*Given request*.
Return, word for word, only the lines from the one containing "Each instance of the orange" through the last line of the entries.

━━━ Supplied data

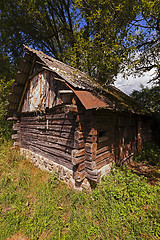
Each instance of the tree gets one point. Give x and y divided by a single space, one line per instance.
100 37
144 38
6 80
148 97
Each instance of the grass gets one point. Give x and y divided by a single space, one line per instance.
39 206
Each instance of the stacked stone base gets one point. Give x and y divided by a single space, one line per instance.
64 173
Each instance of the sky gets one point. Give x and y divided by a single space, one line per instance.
133 83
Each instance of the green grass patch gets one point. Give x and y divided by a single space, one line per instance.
37 204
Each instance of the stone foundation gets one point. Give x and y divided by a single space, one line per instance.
64 173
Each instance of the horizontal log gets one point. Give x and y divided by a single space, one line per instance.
79 144
79 176
91 148
90 165
78 153
16 126
90 156
105 144
78 135
103 163
102 156
78 160
45 153
48 122
81 166
68 135
15 136
91 139
14 118
50 140
50 128
104 149
17 144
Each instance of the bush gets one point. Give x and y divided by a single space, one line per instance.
5 126
150 153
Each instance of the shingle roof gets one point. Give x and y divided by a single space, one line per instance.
84 86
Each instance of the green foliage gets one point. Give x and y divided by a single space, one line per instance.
7 73
5 126
37 204
100 37
150 153
148 97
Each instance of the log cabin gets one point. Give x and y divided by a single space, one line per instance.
66 121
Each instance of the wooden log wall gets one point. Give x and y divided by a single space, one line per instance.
117 137
44 92
50 135
146 132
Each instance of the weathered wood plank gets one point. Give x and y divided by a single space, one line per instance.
59 157
78 153
78 160
91 148
79 176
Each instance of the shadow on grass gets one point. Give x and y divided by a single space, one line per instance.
152 173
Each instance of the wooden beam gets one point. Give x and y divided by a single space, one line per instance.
65 91
26 85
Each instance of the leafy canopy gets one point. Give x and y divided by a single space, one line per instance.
100 37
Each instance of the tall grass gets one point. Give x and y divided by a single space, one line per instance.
37 204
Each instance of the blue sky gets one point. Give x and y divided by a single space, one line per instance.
133 83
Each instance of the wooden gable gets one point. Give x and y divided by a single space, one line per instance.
45 91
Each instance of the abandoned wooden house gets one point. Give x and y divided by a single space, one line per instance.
67 121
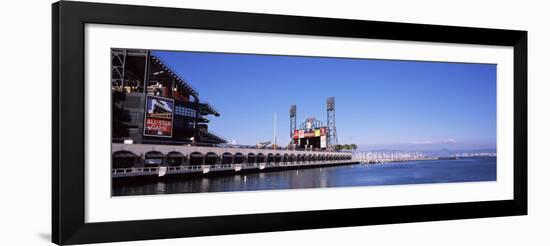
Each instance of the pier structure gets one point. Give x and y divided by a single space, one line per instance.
384 157
139 160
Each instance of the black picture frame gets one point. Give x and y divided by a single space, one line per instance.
68 122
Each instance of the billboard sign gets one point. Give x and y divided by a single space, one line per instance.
159 115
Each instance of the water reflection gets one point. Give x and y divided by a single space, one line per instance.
438 171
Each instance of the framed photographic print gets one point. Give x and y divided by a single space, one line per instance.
176 122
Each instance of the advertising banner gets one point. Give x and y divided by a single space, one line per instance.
323 142
323 131
159 114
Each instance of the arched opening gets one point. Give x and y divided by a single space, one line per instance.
260 158
124 159
286 158
251 158
211 158
175 158
196 158
154 158
238 158
277 158
227 158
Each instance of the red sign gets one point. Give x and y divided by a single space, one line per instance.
323 131
158 127
159 113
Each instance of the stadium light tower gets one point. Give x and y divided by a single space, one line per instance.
292 120
331 124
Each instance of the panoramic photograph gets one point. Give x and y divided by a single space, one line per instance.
197 122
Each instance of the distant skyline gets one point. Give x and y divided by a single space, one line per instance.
380 104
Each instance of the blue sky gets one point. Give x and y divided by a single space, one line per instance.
380 104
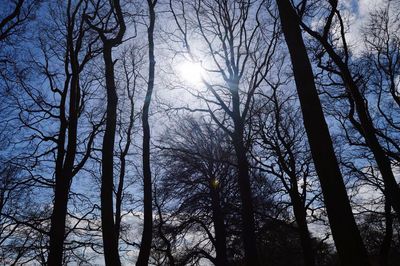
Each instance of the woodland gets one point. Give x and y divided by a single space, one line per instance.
200 132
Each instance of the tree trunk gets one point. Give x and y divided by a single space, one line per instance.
345 233
392 190
145 245
305 238
64 165
248 223
111 255
57 230
387 240
219 226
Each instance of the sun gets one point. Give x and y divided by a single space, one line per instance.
191 72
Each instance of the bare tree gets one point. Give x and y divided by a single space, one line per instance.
108 18
145 245
346 235
338 51
238 46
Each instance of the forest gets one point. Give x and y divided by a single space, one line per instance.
200 132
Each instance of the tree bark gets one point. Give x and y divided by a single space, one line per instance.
387 240
345 233
219 226
248 223
110 244
305 238
145 245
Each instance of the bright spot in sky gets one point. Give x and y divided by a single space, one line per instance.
190 72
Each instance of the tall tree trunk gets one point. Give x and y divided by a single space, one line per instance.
387 240
145 245
248 223
345 233
64 164
392 190
219 225
110 244
305 238
57 228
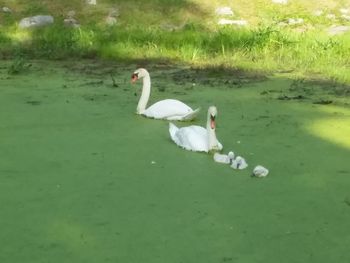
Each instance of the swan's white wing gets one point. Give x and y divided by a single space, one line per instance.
193 138
168 109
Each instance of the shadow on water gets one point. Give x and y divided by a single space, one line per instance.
83 177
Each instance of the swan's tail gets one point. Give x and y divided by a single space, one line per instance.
192 115
172 130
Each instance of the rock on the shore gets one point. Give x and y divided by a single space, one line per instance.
36 21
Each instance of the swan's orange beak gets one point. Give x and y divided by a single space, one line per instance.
134 78
212 122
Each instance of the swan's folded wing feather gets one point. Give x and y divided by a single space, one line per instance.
168 108
193 138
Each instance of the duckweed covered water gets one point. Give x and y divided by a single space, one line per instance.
84 179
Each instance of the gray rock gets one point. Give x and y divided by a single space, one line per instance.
36 21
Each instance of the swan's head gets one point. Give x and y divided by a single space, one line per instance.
138 74
212 112
231 155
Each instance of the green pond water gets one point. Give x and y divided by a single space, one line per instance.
85 179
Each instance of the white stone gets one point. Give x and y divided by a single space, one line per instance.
338 30
36 21
260 171
282 2
224 11
331 16
239 163
224 21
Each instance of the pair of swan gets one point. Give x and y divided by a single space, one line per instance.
193 138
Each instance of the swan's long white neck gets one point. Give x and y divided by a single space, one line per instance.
212 140
146 91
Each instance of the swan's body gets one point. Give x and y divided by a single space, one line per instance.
168 109
239 163
224 158
197 138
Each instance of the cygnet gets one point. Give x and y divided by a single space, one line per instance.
239 163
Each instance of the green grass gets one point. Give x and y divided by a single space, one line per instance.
139 34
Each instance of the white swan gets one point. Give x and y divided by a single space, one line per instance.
197 138
168 109
224 158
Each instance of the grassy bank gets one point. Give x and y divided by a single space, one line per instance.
187 32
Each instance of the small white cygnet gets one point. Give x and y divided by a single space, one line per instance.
239 163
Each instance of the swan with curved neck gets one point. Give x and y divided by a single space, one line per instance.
197 138
168 109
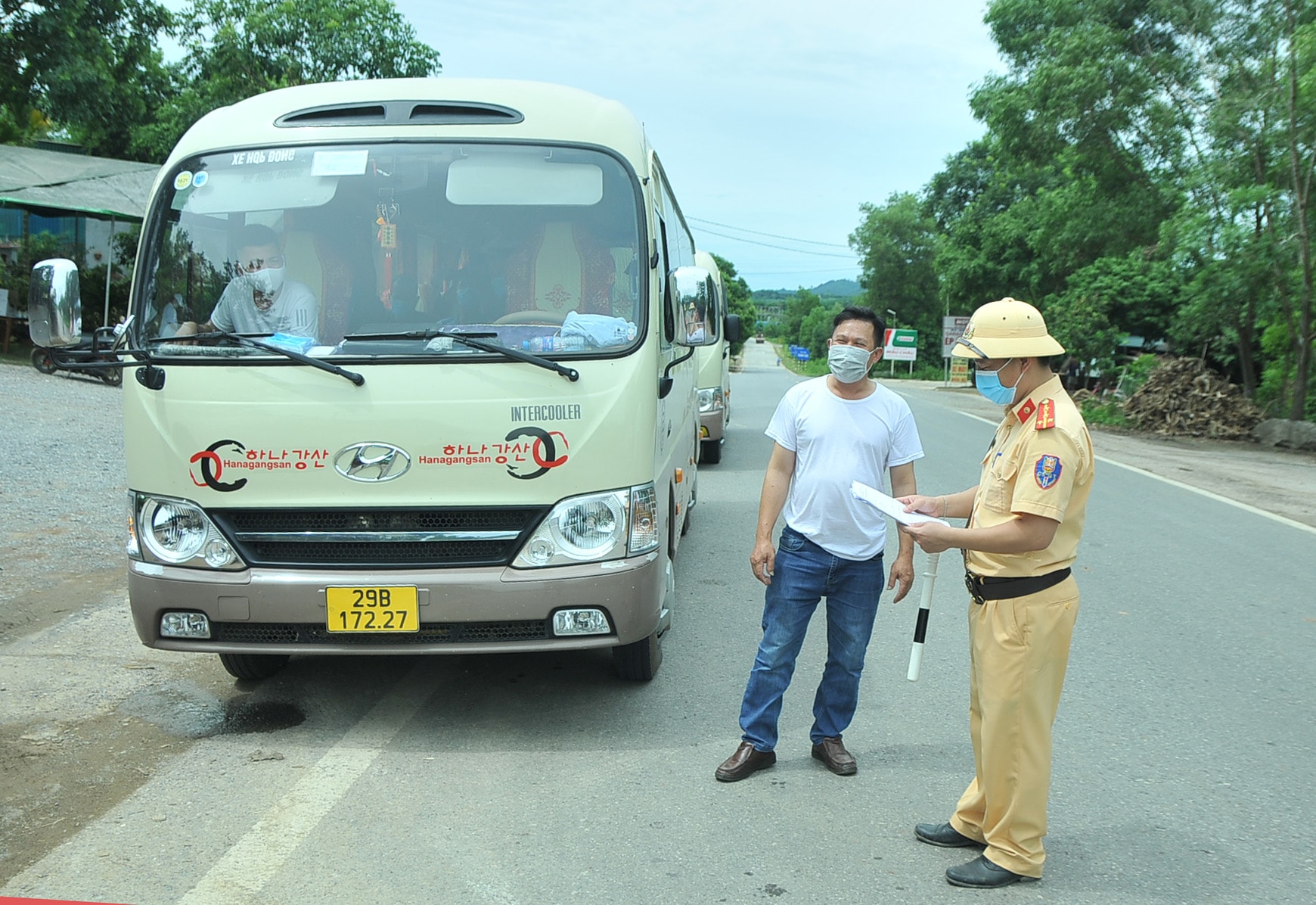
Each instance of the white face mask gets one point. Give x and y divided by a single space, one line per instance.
849 364
268 279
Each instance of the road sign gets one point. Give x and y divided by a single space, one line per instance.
951 328
902 345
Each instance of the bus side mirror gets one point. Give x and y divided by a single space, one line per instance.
732 328
54 305
693 293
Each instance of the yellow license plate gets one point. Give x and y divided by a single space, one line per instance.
373 609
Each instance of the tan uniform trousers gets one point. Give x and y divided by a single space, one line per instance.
1019 650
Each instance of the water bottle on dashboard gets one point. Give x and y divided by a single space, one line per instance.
556 343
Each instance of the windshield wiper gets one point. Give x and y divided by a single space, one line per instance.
476 341
268 347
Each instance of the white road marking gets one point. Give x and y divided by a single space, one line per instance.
254 859
1145 473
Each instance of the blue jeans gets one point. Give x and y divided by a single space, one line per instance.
805 574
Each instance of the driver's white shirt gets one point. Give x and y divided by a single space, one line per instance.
293 309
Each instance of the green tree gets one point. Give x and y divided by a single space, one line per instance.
85 70
233 51
896 244
798 307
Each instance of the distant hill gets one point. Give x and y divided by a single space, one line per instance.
833 289
840 289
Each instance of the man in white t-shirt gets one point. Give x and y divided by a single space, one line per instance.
258 300
830 431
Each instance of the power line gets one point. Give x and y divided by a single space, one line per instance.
756 232
781 248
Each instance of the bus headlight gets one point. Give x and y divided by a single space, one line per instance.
177 533
594 527
711 400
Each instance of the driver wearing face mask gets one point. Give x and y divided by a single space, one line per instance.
259 300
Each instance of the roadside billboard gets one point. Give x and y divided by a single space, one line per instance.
902 345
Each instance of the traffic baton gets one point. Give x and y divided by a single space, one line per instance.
920 629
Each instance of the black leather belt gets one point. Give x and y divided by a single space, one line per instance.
1001 589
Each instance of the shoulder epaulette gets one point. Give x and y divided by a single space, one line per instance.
1045 415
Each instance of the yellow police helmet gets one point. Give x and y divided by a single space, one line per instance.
1007 328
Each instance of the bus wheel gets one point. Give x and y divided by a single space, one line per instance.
638 661
42 360
253 666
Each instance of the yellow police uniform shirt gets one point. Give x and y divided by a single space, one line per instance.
1040 462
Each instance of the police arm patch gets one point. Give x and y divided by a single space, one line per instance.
1045 415
1048 472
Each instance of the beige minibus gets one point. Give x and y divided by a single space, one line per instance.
411 372
712 369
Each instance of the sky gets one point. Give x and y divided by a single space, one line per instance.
774 120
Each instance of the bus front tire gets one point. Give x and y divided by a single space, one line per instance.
640 661
253 666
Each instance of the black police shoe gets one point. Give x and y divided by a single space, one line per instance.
981 874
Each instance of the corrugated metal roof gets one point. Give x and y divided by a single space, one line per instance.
76 182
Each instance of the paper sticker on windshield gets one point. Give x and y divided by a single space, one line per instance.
339 163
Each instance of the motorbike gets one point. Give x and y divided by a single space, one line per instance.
87 357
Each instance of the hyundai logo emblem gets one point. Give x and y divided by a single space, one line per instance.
371 462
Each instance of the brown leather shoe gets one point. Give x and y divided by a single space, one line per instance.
743 762
835 757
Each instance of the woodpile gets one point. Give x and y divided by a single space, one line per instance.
1184 398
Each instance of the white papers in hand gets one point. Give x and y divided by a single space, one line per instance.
889 505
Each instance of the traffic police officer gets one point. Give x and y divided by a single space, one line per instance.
1026 517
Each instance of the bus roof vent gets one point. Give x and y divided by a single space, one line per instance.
455 112
334 115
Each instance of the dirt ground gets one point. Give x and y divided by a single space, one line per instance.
1278 481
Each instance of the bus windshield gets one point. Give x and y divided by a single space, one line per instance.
348 249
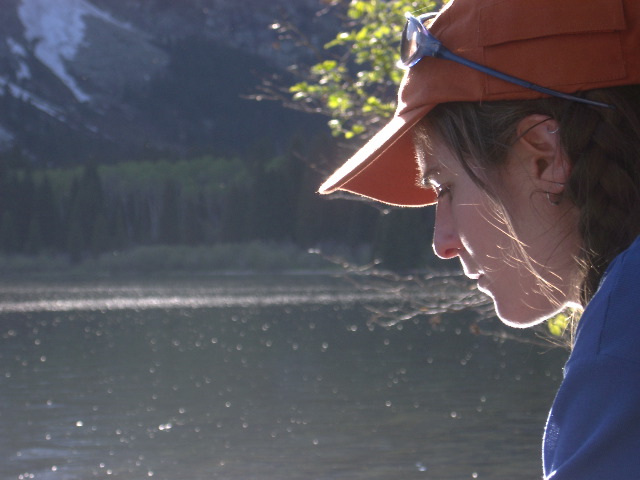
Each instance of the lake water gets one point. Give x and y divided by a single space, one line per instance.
257 377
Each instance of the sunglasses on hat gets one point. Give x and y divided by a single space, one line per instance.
418 42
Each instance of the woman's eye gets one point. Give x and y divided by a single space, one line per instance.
442 190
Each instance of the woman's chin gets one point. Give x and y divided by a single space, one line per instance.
518 315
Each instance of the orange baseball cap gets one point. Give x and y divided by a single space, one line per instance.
565 45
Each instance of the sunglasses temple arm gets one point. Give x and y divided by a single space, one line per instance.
446 54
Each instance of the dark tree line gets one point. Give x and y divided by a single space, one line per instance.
266 197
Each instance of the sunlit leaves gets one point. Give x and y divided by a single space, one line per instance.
356 85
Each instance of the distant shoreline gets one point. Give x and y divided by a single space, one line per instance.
226 259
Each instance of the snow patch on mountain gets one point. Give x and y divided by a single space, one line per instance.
57 29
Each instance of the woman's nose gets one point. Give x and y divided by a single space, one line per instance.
446 241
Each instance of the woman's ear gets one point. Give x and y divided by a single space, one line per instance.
539 146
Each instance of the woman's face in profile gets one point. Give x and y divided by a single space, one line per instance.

━━━━━━

*Task result*.
Each instance of the orange baseball cap gets one point. Give x and y divided by a single space, one line per instance.
565 45
Each instance of the sunglasses temple arm gets one point. Give x and y divided by a single space, one line per instance.
446 54
Each instance of the dark tree line gets one point. Give x and y divided by a single space, one line per instance.
266 197
Each instance of the sunlit leaves gets one point. Give x and y divided by a single space, one line per instance.
356 85
Each instance of the distant shoreline gets one point. Give x and y divided by a single space, one line per instance.
226 259
Each instance of the snow patch on mountain gets one point. Give x and y divided by a single space, one line per instance.
57 29
Each instance of the woman's nose gets one point. Give x and y divided by a single space, one line per instance.
446 241
Each instance of the woman's ear gets one point. Give x and y divided by a single space, one line per instance.
539 146
Each instance of the woman's face in profile gets one point. Give x and y divided by a single space, one line per instance.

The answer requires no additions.